**Document text**

○ ○ ○ ○ ○ ○ ○

No. of Recommendations: 2
Washington Post has an interesting story on a Canadian engineer who moved to the US and retired at age 30.

http://www.washingtonpost.com/business/meet-mr-money-mustach...

intercst
Print the post Back To Top
No. of Recommendations: 0
Okay, so once you’ve paid off debt and piled heaps of money into savings, what do you do with it?

You’ve already gotten off track, in my book. Instead of thinking of “savings,” think of “investments.” You invest every bit of spare money you can get your hands on, as soon as you can. Like little green employees, each dollar bill needs to be kept at work for you at all times.

Back in the day, I would just empty out my bank account after each paycheck and distribute it into my investments of choice: Vanguard’s S&P 500 index fund, their small-cap value index fund, a bit went into paying off my mortgage early as well.


Terrible "advice" IMHO. He got lucky...
Print the post Back To Top
No. of Recommendations: 5
Maybe the best advice is find a career you actually enjoy.

He's not retired - he just isn't exactly employed by someone else.
Print the post Back To Top
No. of Recommendations: 4
Still, the concept of saving heavily allowing you the option to retire very young is a good one. The article mentions saving 50%. To me the optimum is live on one-third of gross, invest one-third, and use the other third for taxes and benefits.

Of course, many reject that as being impossible. I think its easiest for those like Julia Roberts who make $12MM per picture. But too often people fall into the trap of spending what they make--often for frivolous stuff.

Giving careful thought to what you need for happiness often reveals that much of what you spend is virtually wasted. "Stuff" is purchased, used briefly, and discarded. Saving more is not difficult for those who are serious about it.

And as I recall, one who did that successfully is the OP, Intercst.
Print the post Back To Top
No. of Recommendations: 4
Paul Wrote I think its easiest for those like Julia Roberts who make $12MM per picture.

Well it would be much harder than you think for people like Julia Roberts to follow your 1/3, 1/3 and 1/3 rule. For starters taxes on the last $11 million are well beyond 33%. Taxes could be 45% of total income in some locations. Most such people have agents who take between 5% and 10%.

○ ○ ○ ○ ○ ○ ○

**Set tasks**
(1) Name every percentage figure that appears in the forum thread about early retirement.
(2) Rewrite the forum thread about early retirement from "Back in the" to "He got lucky...", substituting "car loan" for "mortgage".

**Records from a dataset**
○ ○ ○ ○ ○ ○ ○

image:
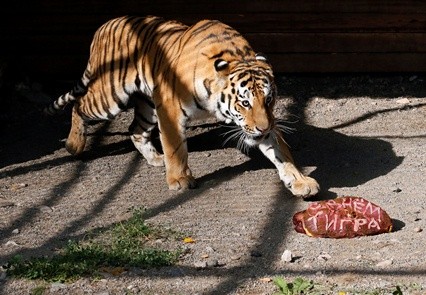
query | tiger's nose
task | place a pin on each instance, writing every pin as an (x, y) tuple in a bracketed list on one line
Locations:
[(262, 129)]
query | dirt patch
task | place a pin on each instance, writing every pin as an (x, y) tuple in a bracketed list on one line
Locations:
[(360, 135)]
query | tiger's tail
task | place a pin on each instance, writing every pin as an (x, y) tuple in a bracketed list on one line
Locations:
[(62, 101)]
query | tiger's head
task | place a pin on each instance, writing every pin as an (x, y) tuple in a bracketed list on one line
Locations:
[(247, 98)]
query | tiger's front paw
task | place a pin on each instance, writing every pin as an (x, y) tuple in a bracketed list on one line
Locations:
[(304, 187), (183, 182)]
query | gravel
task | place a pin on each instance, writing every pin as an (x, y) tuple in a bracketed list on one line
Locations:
[(358, 135)]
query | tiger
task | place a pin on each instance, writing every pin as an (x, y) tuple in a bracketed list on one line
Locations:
[(174, 73)]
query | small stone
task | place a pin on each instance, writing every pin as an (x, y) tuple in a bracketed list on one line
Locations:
[(265, 280), (46, 209), (324, 257), (235, 257), (385, 263), (287, 256), (11, 243), (212, 262), (255, 253), (133, 288), (209, 249), (200, 264), (403, 101), (4, 203)]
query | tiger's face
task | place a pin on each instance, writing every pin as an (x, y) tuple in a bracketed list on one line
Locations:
[(248, 99)]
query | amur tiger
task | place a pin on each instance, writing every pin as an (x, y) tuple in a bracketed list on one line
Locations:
[(174, 73)]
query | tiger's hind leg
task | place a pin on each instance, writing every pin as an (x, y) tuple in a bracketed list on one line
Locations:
[(145, 120), (77, 137)]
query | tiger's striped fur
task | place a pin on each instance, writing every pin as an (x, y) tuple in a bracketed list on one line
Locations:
[(174, 73)]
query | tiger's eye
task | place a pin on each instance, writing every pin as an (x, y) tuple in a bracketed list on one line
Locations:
[(268, 100)]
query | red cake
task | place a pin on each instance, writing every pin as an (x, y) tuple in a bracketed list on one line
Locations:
[(343, 217)]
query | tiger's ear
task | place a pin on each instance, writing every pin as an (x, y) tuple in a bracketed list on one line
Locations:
[(220, 65), (261, 57)]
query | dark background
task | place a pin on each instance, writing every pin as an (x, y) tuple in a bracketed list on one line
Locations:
[(51, 39)]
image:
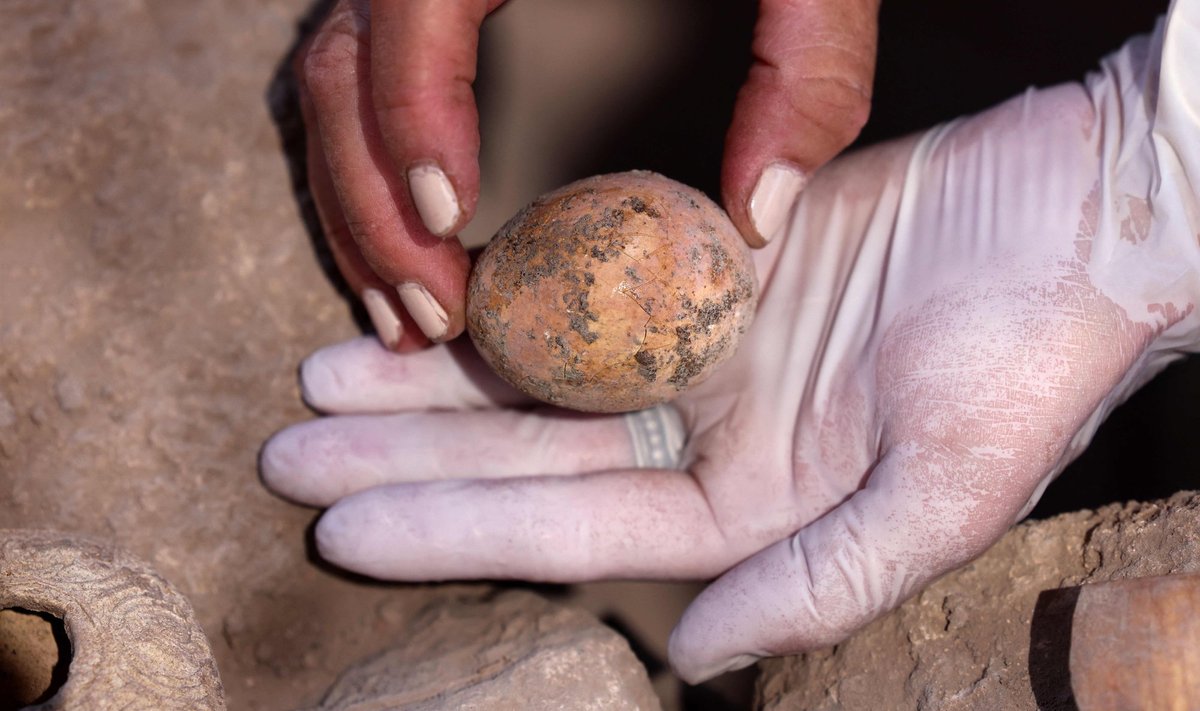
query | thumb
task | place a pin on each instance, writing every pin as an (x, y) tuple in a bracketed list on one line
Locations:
[(805, 99), (916, 520)]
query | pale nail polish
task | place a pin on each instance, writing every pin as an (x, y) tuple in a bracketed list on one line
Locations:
[(435, 198), (425, 310), (383, 316), (774, 196)]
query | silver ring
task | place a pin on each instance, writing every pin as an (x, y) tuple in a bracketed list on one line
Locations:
[(658, 436)]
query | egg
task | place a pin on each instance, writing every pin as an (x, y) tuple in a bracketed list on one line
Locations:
[(613, 293)]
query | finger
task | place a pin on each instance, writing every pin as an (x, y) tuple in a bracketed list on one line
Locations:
[(359, 376), (423, 65), (429, 274), (921, 515), (625, 524), (805, 99), (393, 324), (319, 461)]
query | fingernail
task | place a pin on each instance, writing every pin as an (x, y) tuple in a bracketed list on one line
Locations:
[(435, 198), (773, 197), (383, 316), (425, 310)]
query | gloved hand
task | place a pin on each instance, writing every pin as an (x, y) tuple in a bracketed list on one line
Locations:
[(941, 329), (393, 136)]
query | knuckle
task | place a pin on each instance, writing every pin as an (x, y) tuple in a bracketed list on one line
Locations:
[(837, 105), (331, 57)]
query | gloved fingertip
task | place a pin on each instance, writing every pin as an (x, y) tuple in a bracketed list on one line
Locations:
[(337, 535), (697, 664)]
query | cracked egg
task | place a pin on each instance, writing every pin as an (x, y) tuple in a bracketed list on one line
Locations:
[(613, 293)]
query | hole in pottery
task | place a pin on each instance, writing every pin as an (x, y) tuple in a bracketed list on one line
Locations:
[(35, 653)]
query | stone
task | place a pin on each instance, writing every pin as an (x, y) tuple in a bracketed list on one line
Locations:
[(160, 281), (995, 633), (515, 651), (135, 643)]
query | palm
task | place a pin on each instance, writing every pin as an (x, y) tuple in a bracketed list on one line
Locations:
[(935, 339)]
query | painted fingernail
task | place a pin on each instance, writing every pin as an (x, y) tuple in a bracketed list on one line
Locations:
[(774, 196), (383, 316), (425, 310), (435, 198)]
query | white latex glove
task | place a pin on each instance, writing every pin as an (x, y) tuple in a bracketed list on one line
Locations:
[(942, 328)]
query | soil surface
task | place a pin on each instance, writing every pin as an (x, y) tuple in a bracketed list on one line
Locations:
[(157, 290)]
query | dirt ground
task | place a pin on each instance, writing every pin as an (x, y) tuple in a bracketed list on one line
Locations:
[(160, 282)]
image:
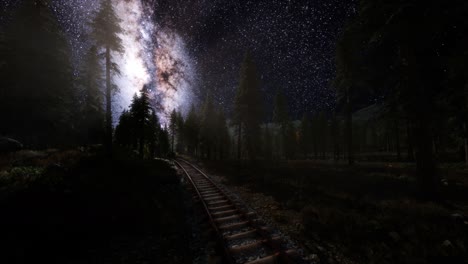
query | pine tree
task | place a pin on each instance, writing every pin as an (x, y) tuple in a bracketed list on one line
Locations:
[(140, 110), (281, 118), (248, 109), (105, 32), (192, 128), (173, 128), (305, 136), (93, 113), (207, 128), (36, 86)]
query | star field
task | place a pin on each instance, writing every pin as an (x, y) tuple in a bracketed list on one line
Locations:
[(293, 43)]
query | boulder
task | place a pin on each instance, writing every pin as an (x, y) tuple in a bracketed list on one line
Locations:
[(8, 145)]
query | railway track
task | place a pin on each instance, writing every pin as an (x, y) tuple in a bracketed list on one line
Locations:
[(243, 236)]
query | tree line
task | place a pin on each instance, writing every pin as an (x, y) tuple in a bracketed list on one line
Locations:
[(409, 59), (46, 100)]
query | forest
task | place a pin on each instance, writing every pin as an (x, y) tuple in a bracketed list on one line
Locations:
[(394, 147)]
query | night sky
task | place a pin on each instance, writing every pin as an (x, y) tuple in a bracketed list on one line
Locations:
[(188, 49), (293, 43)]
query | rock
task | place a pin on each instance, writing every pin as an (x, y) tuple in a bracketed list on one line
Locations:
[(394, 236), (458, 218), (447, 244), (8, 145), (444, 182)]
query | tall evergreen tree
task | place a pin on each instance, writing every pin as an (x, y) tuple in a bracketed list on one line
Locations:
[(93, 113), (36, 85), (207, 128), (105, 32), (248, 109), (173, 128), (281, 118), (305, 136), (192, 128)]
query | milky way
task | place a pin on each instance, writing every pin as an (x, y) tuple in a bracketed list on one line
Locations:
[(292, 41), (144, 46), (187, 49), (152, 55)]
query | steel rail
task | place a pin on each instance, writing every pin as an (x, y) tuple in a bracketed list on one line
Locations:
[(278, 253)]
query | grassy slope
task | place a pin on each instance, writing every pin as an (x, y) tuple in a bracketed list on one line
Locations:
[(91, 210), (372, 213)]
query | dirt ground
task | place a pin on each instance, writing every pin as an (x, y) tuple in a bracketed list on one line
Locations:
[(75, 206), (368, 213)]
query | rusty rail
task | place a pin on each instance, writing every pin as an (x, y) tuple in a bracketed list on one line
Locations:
[(213, 198)]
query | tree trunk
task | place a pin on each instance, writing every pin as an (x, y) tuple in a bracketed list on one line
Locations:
[(410, 142), (349, 129), (425, 164), (239, 138), (465, 140), (108, 141), (397, 139)]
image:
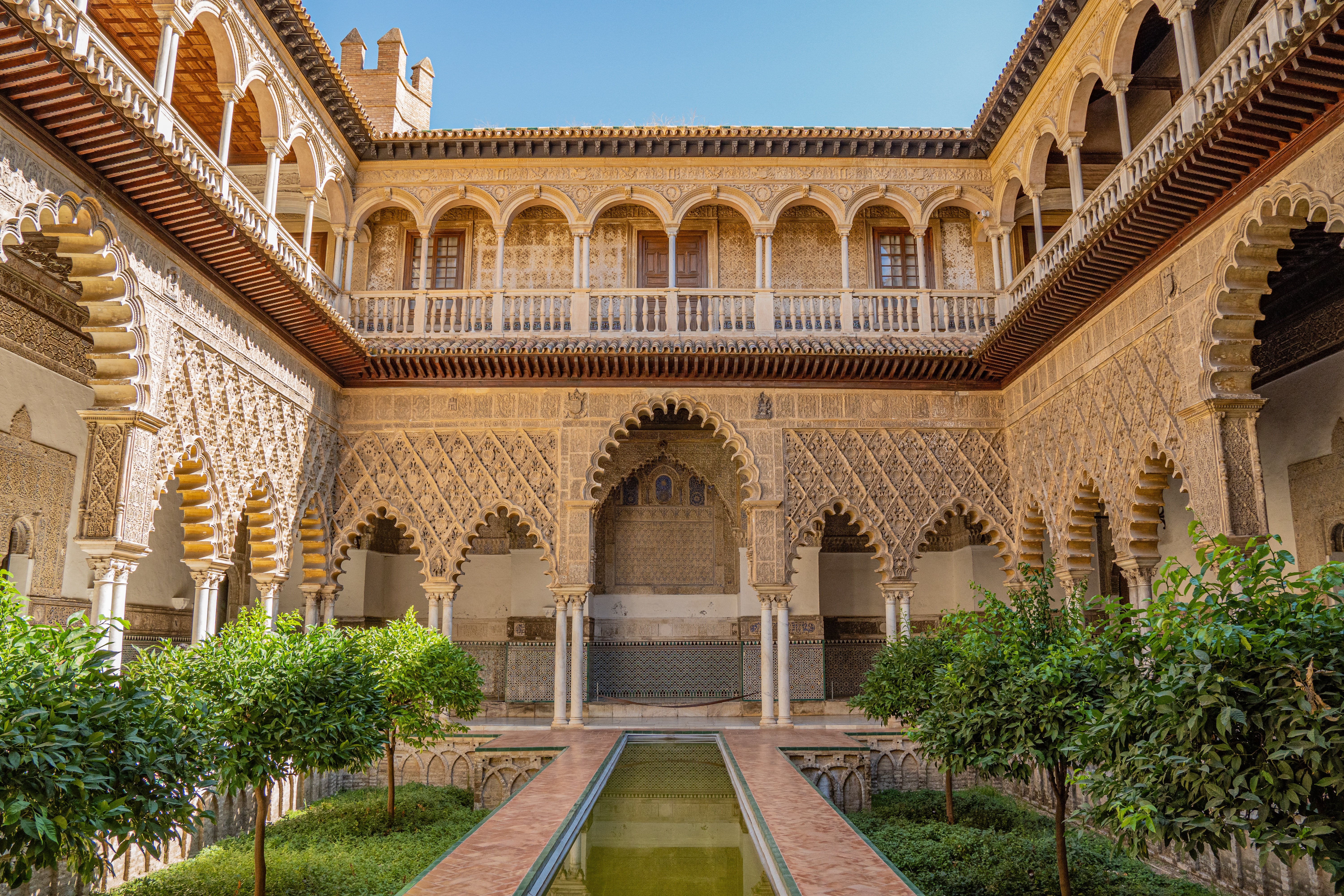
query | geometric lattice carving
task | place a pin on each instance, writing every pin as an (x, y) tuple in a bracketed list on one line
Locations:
[(897, 483), (443, 484)]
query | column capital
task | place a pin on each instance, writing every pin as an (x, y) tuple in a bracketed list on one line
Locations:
[(1118, 84)]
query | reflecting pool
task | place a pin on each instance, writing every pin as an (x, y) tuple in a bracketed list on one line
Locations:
[(667, 824)]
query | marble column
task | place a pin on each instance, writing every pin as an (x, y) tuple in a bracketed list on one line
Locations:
[(577, 664), (782, 605), (767, 663), (561, 624)]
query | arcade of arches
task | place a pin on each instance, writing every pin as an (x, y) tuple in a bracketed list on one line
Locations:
[(698, 413)]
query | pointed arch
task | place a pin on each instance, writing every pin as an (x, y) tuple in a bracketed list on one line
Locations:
[(552, 197), (884, 195), (889, 567), (642, 197), (474, 197), (360, 523), (732, 197), (994, 530), (111, 293), (1241, 279), (956, 197), (505, 510), (671, 404), (806, 195)]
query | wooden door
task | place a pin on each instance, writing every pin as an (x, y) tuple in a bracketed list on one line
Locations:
[(690, 261)]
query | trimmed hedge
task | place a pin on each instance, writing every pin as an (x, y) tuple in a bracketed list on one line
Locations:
[(999, 847), (342, 846)]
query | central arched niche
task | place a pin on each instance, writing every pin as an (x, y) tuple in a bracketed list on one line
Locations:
[(669, 535)]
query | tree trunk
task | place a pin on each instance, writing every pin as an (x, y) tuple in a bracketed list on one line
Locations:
[(263, 796), (392, 780), (1061, 788)]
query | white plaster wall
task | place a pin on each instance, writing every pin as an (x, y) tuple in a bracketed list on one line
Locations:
[(849, 585), (1300, 413), (162, 575), (529, 584), (53, 402), (486, 588)]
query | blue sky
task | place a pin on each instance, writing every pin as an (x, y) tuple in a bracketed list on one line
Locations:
[(596, 62)]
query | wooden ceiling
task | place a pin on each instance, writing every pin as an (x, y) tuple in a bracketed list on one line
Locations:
[(52, 100)]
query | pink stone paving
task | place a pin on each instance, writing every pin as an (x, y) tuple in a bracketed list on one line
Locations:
[(823, 854)]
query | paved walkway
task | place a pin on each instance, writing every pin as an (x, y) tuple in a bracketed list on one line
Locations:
[(822, 852)]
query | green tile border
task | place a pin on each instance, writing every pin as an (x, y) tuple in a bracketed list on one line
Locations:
[(846, 819), (463, 839), (776, 856), (600, 776)]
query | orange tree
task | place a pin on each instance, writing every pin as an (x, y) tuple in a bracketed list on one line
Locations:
[(1224, 719), (424, 678)]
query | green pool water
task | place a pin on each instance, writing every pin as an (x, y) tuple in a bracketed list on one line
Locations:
[(667, 824)]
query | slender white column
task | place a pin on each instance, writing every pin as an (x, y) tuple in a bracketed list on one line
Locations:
[(1186, 82), (166, 57), (845, 260), (350, 260), (673, 261), (1187, 26), (212, 621), (310, 203), (783, 609), (1036, 220), (1076, 171), (119, 613), (339, 261), (173, 68), (272, 178), (1120, 86), (202, 605), (226, 128), (924, 276), (561, 620), (767, 663), (577, 663)]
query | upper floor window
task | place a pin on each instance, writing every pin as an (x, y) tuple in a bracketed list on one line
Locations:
[(898, 267), (446, 260)]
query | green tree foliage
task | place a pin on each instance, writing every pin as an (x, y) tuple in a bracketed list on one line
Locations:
[(901, 686), (92, 764), (284, 702), (423, 678), (1015, 692), (1228, 726)]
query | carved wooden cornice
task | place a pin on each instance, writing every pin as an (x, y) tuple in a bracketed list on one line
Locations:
[(314, 57), (1038, 45)]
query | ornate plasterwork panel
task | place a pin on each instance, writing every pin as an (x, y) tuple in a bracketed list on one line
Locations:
[(897, 483), (1100, 428), (248, 431), (442, 484), (37, 485)]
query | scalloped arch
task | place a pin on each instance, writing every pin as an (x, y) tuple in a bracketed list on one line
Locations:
[(501, 508), (1232, 306), (671, 404)]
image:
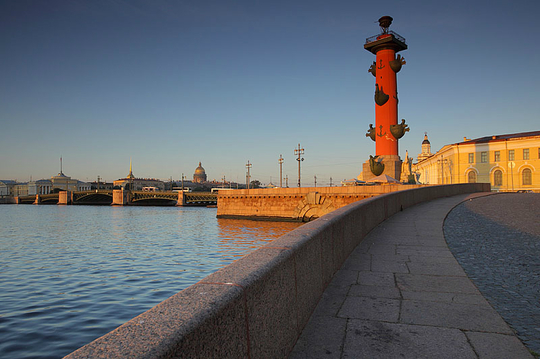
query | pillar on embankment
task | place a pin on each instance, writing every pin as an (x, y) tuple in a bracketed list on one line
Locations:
[(387, 131), (65, 197), (120, 197), (181, 199)]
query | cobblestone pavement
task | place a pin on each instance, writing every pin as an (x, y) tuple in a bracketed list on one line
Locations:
[(402, 294), (496, 240)]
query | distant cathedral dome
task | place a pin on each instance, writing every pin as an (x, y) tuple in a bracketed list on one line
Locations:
[(426, 149), (200, 174), (426, 141)]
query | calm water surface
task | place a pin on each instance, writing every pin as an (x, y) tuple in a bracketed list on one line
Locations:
[(69, 274)]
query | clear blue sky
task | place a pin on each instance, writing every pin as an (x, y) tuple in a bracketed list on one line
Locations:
[(172, 83)]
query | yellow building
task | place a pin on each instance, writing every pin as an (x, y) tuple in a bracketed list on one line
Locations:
[(508, 162)]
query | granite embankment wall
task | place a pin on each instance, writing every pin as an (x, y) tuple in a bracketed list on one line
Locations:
[(297, 204), (257, 306)]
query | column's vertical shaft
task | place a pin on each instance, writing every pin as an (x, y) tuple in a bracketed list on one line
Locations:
[(386, 115)]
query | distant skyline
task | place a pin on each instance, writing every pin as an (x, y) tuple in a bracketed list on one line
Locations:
[(168, 84)]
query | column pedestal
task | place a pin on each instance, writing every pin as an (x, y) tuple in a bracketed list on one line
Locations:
[(392, 168)]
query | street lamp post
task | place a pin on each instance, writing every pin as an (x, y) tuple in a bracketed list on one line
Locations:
[(299, 152)]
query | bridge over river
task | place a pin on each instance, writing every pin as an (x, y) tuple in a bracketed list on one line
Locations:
[(122, 197)]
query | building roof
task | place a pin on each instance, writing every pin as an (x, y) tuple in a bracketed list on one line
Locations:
[(506, 137), (8, 181)]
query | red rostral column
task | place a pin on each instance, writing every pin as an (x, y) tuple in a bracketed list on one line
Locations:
[(385, 46)]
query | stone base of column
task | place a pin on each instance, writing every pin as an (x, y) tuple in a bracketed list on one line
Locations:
[(392, 168)]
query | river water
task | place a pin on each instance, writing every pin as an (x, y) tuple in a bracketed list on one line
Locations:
[(70, 274)]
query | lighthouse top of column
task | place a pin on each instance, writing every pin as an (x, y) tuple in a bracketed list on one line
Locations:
[(386, 39), (389, 40)]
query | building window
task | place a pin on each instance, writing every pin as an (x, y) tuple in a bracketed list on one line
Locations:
[(527, 177), (497, 178), (483, 157)]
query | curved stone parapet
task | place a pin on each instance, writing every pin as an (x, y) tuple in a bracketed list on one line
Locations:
[(257, 306)]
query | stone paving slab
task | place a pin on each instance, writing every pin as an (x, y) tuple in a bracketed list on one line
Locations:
[(402, 294), (372, 339)]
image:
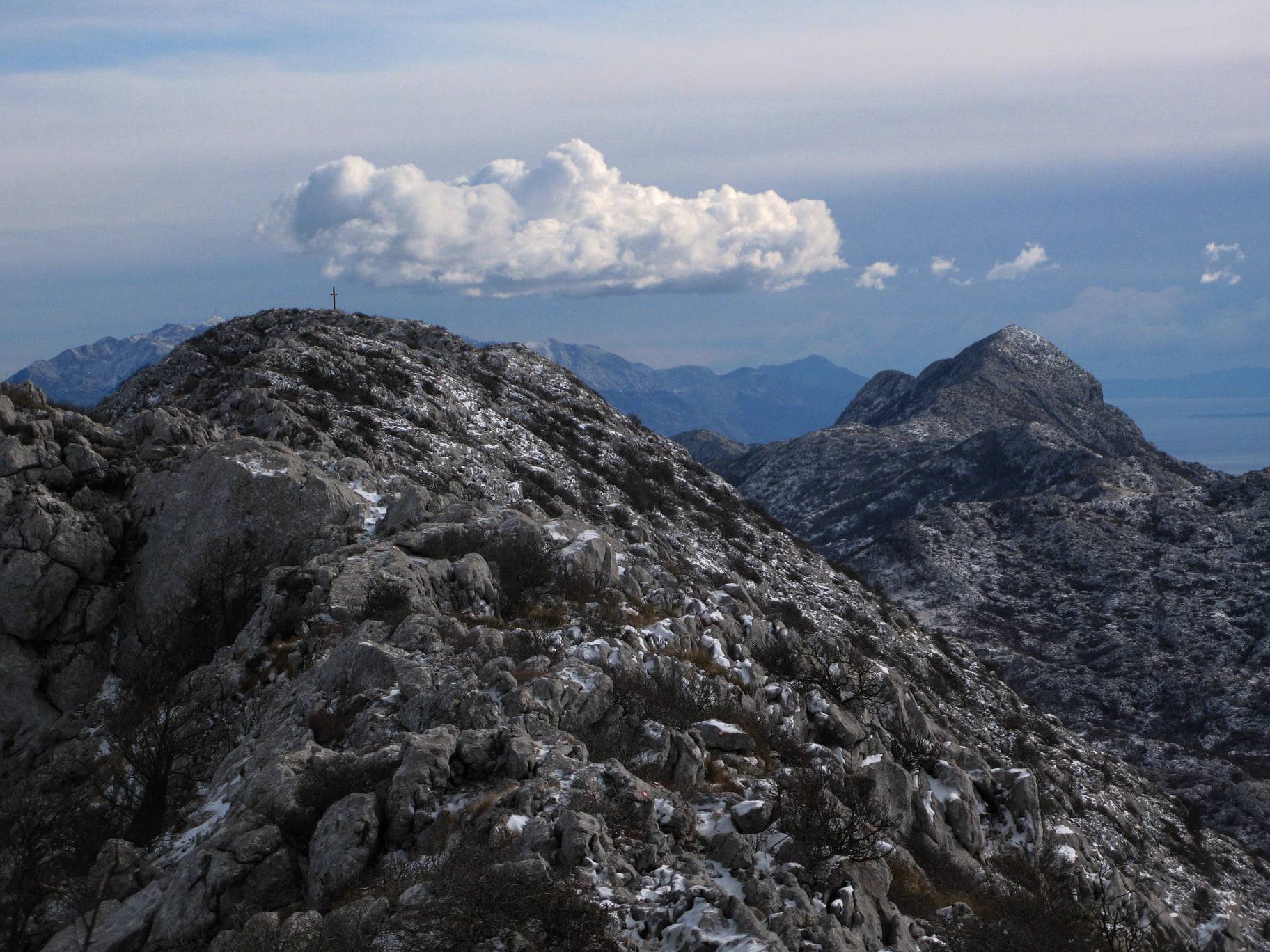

○ ○ ○ ○ ○ ○ ○

**The answers**
(1) 50%, 33%, 45%, 5%, 10%

(2)
Back in the day, I would just empty out my bank account after each paycheck and distribute it into my investments of choice: Vanguard’s S&P 500 index fund, their small-cap value index fund, a bit went into paying off my car loan early as well.


Terrible "advice" IMHO. He got lucky...